**PROVIDED INFORMATION:**
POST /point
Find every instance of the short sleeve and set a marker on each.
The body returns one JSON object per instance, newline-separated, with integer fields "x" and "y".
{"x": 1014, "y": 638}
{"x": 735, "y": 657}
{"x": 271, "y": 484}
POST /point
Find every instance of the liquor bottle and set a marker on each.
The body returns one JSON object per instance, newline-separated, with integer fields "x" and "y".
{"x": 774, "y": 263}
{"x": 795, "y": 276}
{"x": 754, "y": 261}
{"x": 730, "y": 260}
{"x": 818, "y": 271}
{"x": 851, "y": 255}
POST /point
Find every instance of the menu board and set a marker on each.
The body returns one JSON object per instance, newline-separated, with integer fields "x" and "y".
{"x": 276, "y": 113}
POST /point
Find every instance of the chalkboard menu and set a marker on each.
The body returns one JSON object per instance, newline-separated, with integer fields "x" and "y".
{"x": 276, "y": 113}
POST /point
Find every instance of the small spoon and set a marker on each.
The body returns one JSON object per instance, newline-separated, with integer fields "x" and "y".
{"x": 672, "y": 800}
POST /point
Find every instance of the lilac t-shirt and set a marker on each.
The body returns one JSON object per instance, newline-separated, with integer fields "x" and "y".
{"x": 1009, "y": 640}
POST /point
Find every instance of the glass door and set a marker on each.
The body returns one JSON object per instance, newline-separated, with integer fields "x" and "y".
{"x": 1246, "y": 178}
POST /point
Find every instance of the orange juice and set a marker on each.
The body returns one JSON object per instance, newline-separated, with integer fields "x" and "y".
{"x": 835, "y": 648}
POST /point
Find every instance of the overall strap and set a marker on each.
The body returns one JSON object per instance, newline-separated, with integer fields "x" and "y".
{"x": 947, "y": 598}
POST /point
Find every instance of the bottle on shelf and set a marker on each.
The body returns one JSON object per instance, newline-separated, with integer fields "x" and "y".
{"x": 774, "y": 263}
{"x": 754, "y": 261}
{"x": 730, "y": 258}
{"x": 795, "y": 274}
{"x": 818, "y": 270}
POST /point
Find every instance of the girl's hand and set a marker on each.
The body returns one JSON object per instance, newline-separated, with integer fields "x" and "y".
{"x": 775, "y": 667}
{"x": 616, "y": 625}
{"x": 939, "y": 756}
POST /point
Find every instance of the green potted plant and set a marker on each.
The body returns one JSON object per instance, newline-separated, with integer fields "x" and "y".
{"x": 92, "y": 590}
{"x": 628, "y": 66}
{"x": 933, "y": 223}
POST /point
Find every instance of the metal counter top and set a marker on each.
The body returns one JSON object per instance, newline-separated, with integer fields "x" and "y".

**HOW TO COMPLETE THIS TASK:** Each line of the listing that contains the word "bottle" must be copied.

**RESULT OF THE EXERCISE:**
Find every instance of the liquor bottle and set a marker on each.
Find every instance of the bottle on shelf and set a marker on each.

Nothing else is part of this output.